Le miracle de la culture 

          « Dimanche, la télé québécoise ressemblait à une cousine de l'ancienne Pravda, le journal officiel du Parti communiste. On n'y vantait peut-être pas les vertus du communisme, mais on forçait tellement la note sur le miracle de la culture qui guérit tout, même les brûlures d'estomac, que ça revenait presque au même. » (Nathalie Petrowski, La Presse, 12 septembre 2000). 
  
          Si vous étiez posté devant votre télé, le 10 septembre dernier, vous savez de quoi cause madame Petrowski. L'émission Culture en direct était omniprésente sur les ondes de 19h30 à 21h00, vous laissant comme seules autres alternatives les chaînes anglaises, la lecture d'anciens numéros du QL ou une partie de jambes en l'air. Toute la communauté télévisuelle québécoise, elle, vivait à l'heure de l'infopub culturelle. Le but de l'exercice: annoncer le retour des Journées de la culture, un événement qui en est à sa 4e édition et qui ne prend toujours pas auprès de la population.

Consignes écrites:
**1)** Repérez dans les entrées chaque ligne qui contient le mot « woman », puis recopiez ces lignes.
**2)** Écrivez la suite de l'extrait sur l'émission Culture en direct, en commençant juste après sa dernière phrase.

Entrées brutes:

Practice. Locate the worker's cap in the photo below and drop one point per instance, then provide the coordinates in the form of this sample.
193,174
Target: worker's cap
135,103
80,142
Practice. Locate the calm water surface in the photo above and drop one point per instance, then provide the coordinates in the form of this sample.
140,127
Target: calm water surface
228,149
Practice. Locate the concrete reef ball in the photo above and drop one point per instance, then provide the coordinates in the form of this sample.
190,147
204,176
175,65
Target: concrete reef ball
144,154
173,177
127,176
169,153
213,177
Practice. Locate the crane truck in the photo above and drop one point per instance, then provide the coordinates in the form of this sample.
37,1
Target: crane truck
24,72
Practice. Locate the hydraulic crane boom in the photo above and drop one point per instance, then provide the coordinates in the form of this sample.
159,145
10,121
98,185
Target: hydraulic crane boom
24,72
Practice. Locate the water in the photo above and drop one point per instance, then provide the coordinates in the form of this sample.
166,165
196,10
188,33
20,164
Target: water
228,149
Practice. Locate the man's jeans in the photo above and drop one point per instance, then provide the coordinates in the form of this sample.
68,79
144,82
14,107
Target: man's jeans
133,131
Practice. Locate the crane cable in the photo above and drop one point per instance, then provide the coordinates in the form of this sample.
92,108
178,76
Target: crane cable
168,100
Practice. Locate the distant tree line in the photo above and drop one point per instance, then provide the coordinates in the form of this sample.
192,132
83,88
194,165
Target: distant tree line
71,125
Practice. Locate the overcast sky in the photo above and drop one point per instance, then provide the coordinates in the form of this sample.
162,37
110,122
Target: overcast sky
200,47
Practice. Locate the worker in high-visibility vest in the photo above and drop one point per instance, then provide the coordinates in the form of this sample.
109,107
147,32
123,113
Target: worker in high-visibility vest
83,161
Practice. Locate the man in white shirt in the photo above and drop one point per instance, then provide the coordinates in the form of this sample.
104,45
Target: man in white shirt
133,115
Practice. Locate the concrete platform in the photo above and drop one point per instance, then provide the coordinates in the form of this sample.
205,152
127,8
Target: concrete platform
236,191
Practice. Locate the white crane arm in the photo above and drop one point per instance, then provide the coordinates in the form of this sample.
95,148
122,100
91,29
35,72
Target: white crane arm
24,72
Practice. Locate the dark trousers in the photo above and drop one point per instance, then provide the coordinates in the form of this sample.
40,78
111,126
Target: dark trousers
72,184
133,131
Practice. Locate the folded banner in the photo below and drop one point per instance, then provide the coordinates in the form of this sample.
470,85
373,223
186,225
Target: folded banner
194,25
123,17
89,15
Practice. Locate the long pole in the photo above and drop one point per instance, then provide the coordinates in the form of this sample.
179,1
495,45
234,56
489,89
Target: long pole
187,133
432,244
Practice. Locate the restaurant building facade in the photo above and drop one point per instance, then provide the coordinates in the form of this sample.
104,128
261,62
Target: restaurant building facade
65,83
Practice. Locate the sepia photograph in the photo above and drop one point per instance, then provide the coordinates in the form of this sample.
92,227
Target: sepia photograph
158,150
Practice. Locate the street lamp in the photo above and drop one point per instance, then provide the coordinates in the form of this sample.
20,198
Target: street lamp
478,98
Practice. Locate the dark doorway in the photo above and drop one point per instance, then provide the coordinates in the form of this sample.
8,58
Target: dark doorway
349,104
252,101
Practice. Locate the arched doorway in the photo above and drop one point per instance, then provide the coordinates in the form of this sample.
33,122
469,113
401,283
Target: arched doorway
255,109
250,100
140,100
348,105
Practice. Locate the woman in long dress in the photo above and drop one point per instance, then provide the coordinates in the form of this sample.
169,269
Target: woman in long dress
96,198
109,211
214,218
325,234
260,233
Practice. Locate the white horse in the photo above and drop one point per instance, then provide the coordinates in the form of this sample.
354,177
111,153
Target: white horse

Réponses successives:
**1)**
Practice. Locate the woman in long dress in the photo above and drop one point per instance, then provide the coordinates in the form of this sample.
Target: woman in long dress

**2)**
          De facture très Télé-Québec, l'émission empruntait la formule du téléthon – sans l'incontournable levée de fonds – et se déroulait devant public. Un drôle de public soit dit en passant. Beaucoup de femmes tenant des enfants sur leurs genoux, beaucoup d'adolescentes (les gars étaient rassemblés au Café Graffiti dans le quartier Hochelaga-Maisonneuve et n'ont fait que deux petites incursions via satellite), quelques politiciennes (qu'on s'empressait de nous montrer à tout bout de champs), quelques porte-parole officiels et représentants syndicaux et, soirée oblige, des artistes. 
  
          Les artistes-animateurs avaient pour l'occasion revêtu leurs costumes de publicitaires. Pas de politique, pas de polémique, l'exercice vise à attirer et non revendiquer. L'un après l'autre, ils sont apparus le temps de vendre leur salade puis sont repartis. Malgré toutes les bonnes intentions et quelques grands moments (une prestation trop courte de Diane Dufresne, une présentation remarquée de Marc Labrèche), le show n'a pas levé. Cet interminable enchaînement de numéros nous a laissé avec une vague impression de vente sous pression. 
  
          « La culture, on le dit pas assez souvent, c'est plus de 11 milliards de dollars d'impact économique. C'est plus de 175 000 emplois au Québec. C'est important. Mais c'est pas pour ça qu'on l'aime la culture. La contribution des artistes est immense parce qu'on a besoin de la culture comme de l'air qu'on respire. Grâce à l'apport de nos créateurs, de nos créatrices, grâce à leur esprit critique, à leur pouvoir d'imagination, on s'ouvre au monde. On s'ouvre à la beauté des différences. »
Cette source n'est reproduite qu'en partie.